Your answer must be the records below repeated word for word, with no pictures in it.

Working data:
○ ○ ○

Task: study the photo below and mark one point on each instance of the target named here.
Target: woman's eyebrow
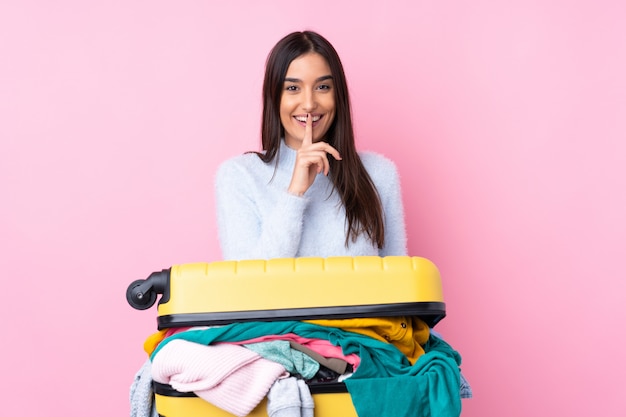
(297, 80)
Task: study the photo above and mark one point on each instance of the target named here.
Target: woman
(309, 193)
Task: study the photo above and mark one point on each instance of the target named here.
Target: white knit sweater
(258, 219)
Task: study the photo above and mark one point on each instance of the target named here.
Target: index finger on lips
(308, 130)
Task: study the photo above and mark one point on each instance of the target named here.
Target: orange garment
(408, 333)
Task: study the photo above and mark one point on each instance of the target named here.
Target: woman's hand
(311, 160)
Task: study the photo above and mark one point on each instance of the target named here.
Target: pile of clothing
(392, 366)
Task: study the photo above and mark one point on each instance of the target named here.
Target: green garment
(384, 385)
(294, 361)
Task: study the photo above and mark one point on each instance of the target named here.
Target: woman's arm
(256, 220)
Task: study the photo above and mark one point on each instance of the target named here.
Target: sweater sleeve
(255, 221)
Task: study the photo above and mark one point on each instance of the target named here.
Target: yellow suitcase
(223, 292)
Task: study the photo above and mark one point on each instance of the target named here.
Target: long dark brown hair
(358, 194)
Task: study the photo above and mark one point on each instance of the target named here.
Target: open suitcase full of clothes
(223, 293)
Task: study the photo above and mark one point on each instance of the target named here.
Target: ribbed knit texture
(258, 219)
(230, 377)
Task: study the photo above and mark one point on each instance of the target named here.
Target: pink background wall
(507, 121)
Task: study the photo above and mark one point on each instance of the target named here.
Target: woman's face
(308, 88)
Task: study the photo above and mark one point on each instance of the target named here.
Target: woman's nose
(308, 101)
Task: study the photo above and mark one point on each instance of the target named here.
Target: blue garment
(428, 388)
(257, 218)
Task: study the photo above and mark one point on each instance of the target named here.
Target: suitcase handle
(141, 294)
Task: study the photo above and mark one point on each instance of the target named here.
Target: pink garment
(230, 377)
(321, 346)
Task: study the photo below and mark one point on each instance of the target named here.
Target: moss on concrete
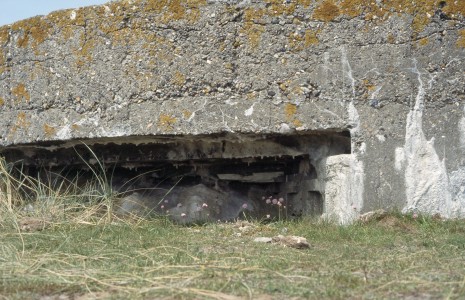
(166, 122)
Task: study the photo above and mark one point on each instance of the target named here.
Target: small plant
(275, 205)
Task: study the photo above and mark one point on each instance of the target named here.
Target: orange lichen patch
(369, 9)
(178, 79)
(304, 3)
(390, 38)
(251, 95)
(326, 11)
(175, 9)
(277, 7)
(300, 42)
(290, 110)
(423, 42)
(297, 123)
(186, 114)
(166, 122)
(461, 40)
(21, 93)
(36, 28)
(251, 29)
(49, 130)
(454, 8)
(254, 33)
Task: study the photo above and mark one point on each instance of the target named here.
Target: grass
(78, 252)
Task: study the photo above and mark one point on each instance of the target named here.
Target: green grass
(147, 259)
(72, 246)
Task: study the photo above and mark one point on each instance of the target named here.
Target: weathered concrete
(389, 72)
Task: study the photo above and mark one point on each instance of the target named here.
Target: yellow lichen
(178, 79)
(21, 93)
(49, 130)
(166, 122)
(326, 11)
(454, 8)
(186, 114)
(251, 28)
(21, 123)
(36, 28)
(84, 53)
(461, 40)
(390, 38)
(175, 9)
(4, 37)
(251, 95)
(300, 42)
(297, 123)
(423, 41)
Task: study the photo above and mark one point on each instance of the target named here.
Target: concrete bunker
(199, 178)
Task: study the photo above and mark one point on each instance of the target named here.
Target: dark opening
(197, 177)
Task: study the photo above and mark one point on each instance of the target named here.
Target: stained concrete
(391, 74)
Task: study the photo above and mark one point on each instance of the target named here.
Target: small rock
(263, 240)
(292, 241)
(373, 215)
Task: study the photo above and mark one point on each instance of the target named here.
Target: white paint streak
(344, 174)
(462, 130)
(399, 158)
(426, 180)
(347, 70)
(457, 188)
(381, 138)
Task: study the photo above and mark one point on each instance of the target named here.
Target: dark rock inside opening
(197, 178)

○ ○ ○

Output for this exercise:
Task: study the photo below and mark one point on each instance of the target named here.
Target: woman's eyebrow
(297, 80)
Task: study the photo above and mark one point on each instance of the target named here.
Target: woman
(309, 193)
Task: study the photo above and mark one point on each instance of the target named here.
Target: white knit sweater
(258, 219)
Task: study the photo above and mark one point on each instance of the target named here.
Target: index finger on lips
(308, 130)
Task: study the photo above and mark one point on each instance of the target named here.
Target: orange garment
(408, 333)
Task: study the photo above and mark one point on each instance of the target named here.
Target: woman's hand
(311, 160)
Task: study the photo above and mark one point on each instance of the target named here.
Target: pile of clothing
(392, 366)
Task: study the photo above and mark one point on each instance of the target named here.
Target: green garment
(384, 385)
(294, 361)
Task: study the photo above and mark one point on each instance of the target named here.
Target: woman's arm
(256, 220)
Task: study the photo above and mark one point on each instance of the target named here.
Target: sweater sleeve
(255, 221)
Task: study the photo above and mark one point on each instance of the target named here.
Target: yellow suitcase
(223, 292)
Task: study the photo above and mark one point on each instance of the target named here.
Target: long dark brown hair
(358, 194)
Task: study the photo above and mark one point on each instance of the target named here.
Target: open suitcase full of clothes
(223, 293)
Task: study the photo above and mark one point on each instance of the target named here.
Target: ribbed knit texture
(258, 219)
(230, 377)
Task: study the photo above and mark one point on each instance of the target named here.
Target: pink background wall
(507, 121)
Task: study the photo above and mark one point on each instance of the target named here.
Target: woman's face
(308, 88)
Task: study the photo above and mark one point on each instance of the target named here.
Target: woman's nose
(308, 101)
Task: study the photo above and mark one point on each instance of the target named here.
Target: blue garment
(428, 388)
(257, 218)
Task: study the photo above and mark one point on each instance of the target named here.
Target: suitcase handle
(141, 294)
Task: study the photo above and mark one point on each instance of the target named here.
Target: pink garment
(230, 377)
(321, 346)
Task: study the photo below and mark one point on each instance of the target named here.
Target: moss on concrete
(166, 122)
Task: study the photo above and mark one point on each instance of the target named here.
Target: small plant
(275, 205)
Task: study the photo above and mark one point on each instance of the target named here.
Target: orange lichen patch
(369, 9)
(178, 79)
(304, 3)
(390, 38)
(251, 95)
(326, 11)
(175, 9)
(277, 7)
(300, 42)
(290, 110)
(423, 42)
(297, 123)
(186, 114)
(166, 122)
(461, 40)
(21, 93)
(36, 28)
(251, 29)
(49, 130)
(454, 8)
(254, 33)
Task: study the photo above and mark one point on each instance of the target named here.
Target: grass
(78, 252)
Task: study the photo above and mark one point on each instance of the target named here.
Target: green grass
(147, 259)
(72, 246)
Task: study the photo above and mark one point on each instance of the target named here.
Target: weathered concrete
(389, 72)
Task: study the photo above and mark one point on each instance of the target named here.
Target: yellow lichen
(178, 79)
(21, 93)
(49, 130)
(166, 122)
(326, 11)
(454, 8)
(186, 114)
(251, 28)
(21, 123)
(36, 28)
(84, 53)
(461, 40)
(390, 38)
(175, 9)
(4, 37)
(251, 95)
(300, 42)
(297, 123)
(423, 41)
Task: study the photo above and mark one point on each instance of the target named here.
Target: concrete bunker
(199, 178)
Task: study the photo above and mark one point on each instance of the target named here.
Target: dark opening
(197, 177)
Task: study the photo above and mark one point on each instance of the target named here.
Target: stained concrete
(391, 74)
Task: study the photo above and mark one point on each instance of the target named here.
Target: small rock
(263, 240)
(292, 241)
(373, 215)
Task: study the photo above and mark one point on each instance of the target named here.
Target: white paint streak
(344, 174)
(462, 130)
(399, 158)
(426, 180)
(347, 70)
(457, 188)
(381, 138)
Task: study the photo above and mark one point on each instance of the target named here.
Target: dark rock inside opening
(197, 178)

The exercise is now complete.